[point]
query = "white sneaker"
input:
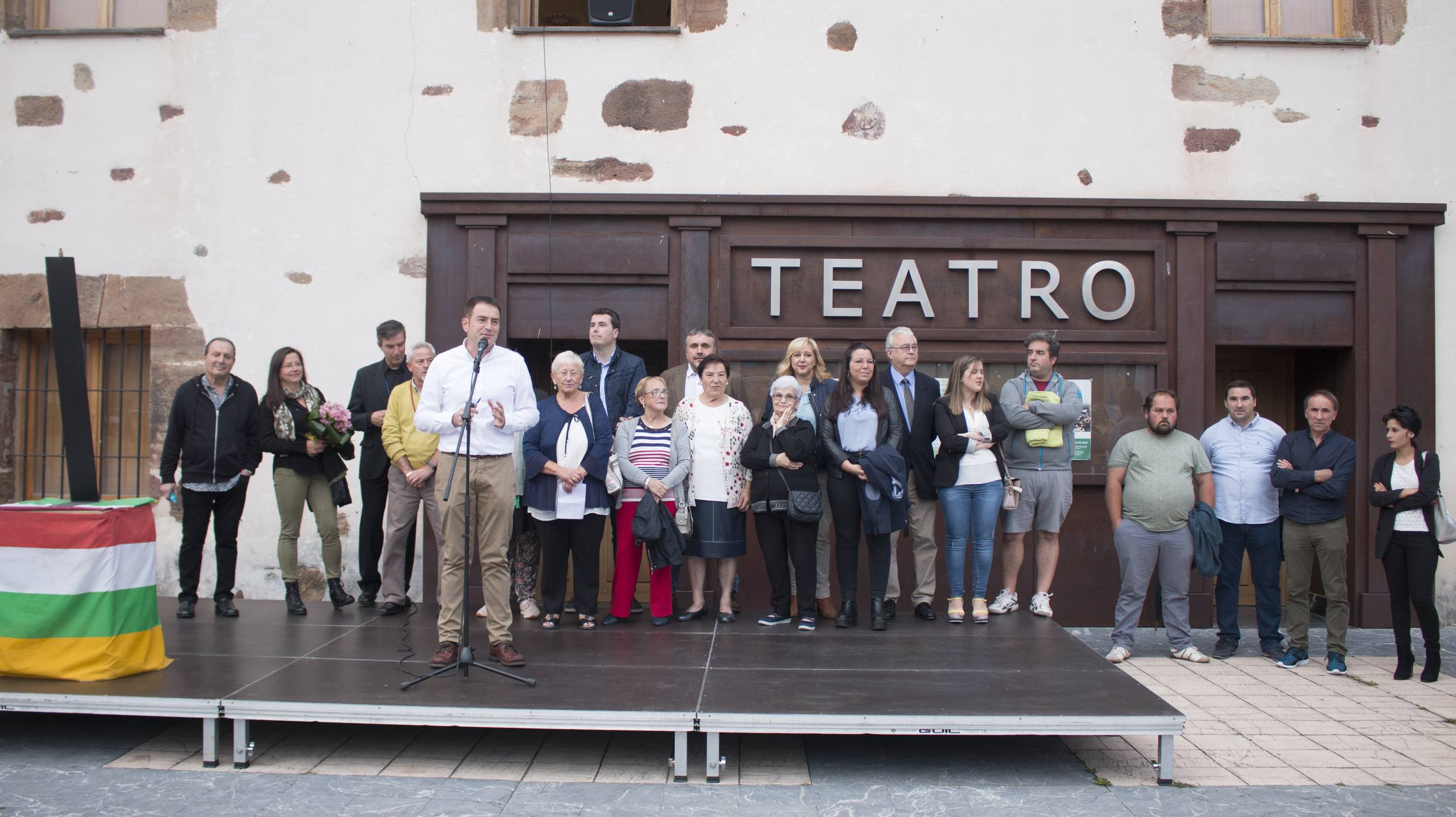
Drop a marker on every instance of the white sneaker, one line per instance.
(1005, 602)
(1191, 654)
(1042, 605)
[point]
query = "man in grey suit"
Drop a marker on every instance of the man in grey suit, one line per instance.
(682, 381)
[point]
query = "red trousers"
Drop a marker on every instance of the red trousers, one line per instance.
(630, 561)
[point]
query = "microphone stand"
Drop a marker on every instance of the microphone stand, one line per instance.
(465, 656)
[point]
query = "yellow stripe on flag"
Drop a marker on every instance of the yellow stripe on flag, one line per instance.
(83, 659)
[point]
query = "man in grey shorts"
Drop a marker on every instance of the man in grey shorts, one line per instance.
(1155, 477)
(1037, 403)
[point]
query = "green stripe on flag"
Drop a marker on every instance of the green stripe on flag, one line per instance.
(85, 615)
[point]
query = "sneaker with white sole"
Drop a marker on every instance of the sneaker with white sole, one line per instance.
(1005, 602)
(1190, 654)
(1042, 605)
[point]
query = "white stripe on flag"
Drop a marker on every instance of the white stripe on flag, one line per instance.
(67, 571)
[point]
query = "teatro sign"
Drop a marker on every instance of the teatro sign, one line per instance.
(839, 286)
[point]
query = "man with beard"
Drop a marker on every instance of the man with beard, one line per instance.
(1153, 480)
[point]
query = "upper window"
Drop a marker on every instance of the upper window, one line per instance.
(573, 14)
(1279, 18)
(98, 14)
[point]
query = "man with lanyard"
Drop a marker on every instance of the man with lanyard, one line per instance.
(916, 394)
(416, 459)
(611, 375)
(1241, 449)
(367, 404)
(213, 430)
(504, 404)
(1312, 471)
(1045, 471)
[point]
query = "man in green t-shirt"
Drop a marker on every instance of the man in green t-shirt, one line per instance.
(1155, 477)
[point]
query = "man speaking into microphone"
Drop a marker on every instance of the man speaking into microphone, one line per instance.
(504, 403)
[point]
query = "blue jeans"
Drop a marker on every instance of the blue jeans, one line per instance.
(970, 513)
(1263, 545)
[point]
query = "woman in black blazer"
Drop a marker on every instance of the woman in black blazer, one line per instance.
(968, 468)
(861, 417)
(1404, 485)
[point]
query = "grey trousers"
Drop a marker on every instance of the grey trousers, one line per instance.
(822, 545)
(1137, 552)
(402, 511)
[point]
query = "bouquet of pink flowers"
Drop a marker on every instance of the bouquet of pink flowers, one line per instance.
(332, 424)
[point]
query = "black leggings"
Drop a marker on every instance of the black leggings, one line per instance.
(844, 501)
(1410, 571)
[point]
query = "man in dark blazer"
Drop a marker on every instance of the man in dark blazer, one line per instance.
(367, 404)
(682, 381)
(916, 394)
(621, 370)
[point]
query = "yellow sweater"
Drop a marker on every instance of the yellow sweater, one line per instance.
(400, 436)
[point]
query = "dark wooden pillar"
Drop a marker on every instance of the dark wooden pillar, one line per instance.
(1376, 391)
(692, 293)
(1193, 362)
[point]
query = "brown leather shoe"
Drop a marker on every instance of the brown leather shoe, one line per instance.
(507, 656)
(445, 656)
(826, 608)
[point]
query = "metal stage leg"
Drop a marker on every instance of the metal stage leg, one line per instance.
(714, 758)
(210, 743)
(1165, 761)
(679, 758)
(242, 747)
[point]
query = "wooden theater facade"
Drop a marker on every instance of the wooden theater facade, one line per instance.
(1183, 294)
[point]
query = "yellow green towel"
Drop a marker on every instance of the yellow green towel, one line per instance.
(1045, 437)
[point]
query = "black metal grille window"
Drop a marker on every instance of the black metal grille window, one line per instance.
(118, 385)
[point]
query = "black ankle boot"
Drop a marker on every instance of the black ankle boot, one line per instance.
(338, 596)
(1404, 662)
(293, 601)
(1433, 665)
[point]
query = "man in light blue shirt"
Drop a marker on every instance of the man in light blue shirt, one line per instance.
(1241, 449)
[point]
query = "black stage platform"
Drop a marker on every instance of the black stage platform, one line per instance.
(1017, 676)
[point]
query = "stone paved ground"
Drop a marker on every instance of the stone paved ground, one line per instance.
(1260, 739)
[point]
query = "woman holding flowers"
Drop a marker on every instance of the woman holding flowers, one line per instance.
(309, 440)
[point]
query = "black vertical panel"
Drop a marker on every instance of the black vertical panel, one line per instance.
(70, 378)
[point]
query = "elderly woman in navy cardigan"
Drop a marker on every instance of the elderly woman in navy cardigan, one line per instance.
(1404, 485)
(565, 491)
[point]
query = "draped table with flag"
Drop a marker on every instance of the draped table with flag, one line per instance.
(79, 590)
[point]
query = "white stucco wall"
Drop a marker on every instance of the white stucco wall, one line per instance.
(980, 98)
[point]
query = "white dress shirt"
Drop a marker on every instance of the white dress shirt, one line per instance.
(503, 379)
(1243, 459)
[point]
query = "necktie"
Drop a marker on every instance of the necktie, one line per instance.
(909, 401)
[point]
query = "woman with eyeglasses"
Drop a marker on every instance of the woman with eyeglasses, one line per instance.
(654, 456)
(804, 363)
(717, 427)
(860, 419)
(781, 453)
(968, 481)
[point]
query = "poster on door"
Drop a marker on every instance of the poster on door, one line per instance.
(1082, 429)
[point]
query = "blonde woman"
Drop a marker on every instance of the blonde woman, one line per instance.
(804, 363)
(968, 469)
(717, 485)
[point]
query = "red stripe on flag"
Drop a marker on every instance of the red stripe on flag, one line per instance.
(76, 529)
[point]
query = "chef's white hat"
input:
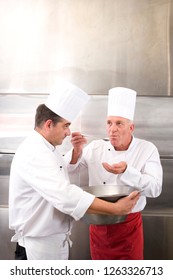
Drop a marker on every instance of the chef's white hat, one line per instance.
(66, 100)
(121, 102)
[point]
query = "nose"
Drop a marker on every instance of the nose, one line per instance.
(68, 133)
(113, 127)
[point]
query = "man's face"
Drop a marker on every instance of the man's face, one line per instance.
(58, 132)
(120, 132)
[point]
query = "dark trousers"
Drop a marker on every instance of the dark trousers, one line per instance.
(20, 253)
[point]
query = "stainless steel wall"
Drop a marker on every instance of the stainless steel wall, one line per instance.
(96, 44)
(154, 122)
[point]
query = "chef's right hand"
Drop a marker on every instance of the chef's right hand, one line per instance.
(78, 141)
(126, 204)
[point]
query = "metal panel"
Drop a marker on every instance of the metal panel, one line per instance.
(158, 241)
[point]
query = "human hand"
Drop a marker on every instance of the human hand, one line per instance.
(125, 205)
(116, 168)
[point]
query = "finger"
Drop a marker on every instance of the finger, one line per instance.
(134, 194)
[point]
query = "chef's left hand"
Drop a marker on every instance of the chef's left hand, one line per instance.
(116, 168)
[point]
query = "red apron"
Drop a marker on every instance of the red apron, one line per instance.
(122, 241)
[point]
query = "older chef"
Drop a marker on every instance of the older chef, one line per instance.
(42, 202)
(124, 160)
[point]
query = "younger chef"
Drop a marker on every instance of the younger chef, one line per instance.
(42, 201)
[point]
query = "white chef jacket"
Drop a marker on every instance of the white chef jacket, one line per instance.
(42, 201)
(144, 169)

════════

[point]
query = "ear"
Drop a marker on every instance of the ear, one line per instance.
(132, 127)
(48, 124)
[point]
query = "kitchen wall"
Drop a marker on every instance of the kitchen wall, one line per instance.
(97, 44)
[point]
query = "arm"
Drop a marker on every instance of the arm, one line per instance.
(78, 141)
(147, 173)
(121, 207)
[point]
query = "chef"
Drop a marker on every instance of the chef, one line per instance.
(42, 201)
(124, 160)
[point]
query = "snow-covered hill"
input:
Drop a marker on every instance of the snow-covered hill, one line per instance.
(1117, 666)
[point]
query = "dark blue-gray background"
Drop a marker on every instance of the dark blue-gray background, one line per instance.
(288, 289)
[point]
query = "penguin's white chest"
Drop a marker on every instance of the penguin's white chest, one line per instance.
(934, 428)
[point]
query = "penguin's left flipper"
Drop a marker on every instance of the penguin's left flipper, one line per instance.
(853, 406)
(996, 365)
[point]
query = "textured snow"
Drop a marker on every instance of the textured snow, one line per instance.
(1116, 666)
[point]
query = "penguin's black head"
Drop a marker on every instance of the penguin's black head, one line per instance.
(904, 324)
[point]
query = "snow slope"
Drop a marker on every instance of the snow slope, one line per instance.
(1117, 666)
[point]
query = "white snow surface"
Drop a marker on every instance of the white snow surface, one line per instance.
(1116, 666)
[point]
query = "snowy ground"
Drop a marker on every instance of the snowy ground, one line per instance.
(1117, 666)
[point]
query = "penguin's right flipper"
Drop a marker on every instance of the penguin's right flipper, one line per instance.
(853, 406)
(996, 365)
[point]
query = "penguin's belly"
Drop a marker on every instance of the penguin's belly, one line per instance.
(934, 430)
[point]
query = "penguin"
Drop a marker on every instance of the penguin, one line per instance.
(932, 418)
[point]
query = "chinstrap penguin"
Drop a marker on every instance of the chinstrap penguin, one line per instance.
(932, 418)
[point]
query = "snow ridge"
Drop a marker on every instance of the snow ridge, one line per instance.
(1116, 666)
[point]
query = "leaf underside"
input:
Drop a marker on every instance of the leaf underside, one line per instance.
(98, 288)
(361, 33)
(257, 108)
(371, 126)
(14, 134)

════════

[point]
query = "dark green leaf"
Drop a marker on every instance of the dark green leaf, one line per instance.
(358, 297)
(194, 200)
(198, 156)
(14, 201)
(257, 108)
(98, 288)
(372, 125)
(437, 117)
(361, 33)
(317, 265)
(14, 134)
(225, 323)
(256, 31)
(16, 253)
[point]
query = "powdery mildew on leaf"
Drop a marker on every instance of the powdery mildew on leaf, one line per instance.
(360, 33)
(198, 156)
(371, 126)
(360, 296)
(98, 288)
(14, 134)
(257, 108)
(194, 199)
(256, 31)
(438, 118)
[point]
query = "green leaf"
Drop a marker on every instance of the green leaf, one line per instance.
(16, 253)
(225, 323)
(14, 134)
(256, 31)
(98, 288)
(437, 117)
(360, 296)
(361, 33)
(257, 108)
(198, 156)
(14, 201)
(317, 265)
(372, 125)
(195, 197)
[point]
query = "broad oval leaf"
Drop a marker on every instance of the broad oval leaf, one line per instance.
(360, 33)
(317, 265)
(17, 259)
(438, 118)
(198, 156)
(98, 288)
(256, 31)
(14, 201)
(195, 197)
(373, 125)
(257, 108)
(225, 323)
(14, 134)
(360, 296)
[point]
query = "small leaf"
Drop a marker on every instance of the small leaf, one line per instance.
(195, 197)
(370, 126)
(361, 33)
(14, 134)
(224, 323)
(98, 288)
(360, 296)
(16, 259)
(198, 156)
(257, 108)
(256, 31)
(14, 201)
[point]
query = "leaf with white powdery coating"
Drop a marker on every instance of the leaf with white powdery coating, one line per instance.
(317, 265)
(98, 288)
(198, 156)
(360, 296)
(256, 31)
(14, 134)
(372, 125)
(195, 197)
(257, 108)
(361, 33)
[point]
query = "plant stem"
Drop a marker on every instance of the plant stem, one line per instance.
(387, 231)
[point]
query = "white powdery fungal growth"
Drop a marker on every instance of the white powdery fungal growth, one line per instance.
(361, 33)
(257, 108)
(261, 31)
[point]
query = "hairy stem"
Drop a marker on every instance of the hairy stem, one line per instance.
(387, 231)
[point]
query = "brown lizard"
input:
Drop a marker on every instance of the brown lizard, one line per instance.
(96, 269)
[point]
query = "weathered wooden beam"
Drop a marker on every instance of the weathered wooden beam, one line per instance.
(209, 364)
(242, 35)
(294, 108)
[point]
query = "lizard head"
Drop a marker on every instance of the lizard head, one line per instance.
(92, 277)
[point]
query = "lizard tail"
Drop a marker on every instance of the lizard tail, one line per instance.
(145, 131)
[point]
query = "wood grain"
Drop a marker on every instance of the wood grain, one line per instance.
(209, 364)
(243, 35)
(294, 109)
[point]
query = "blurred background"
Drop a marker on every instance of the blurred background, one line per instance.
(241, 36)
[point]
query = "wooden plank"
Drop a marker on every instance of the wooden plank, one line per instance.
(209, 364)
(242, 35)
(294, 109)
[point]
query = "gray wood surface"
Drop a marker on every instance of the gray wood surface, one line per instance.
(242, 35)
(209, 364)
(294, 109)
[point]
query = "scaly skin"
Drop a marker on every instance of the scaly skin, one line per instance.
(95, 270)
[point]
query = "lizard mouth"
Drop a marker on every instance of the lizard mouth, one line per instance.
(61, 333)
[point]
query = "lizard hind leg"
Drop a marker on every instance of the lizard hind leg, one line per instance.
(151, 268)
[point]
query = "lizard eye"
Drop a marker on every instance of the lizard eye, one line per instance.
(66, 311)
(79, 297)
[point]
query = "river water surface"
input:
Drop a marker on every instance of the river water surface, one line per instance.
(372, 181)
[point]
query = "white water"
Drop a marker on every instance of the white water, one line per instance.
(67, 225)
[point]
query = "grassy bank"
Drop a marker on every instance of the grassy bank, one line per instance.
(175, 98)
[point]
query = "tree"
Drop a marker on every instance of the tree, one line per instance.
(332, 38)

════════

-- WORK TO COMPLETE --
Find each line of the records above that contains the string "scaly", and copy those lines unchanged. The match is case-sensitive.

-- CORRECT ANSWER --
query = "scaly skin"
Drop a marker on every instance of the scaly skin, one line per instance.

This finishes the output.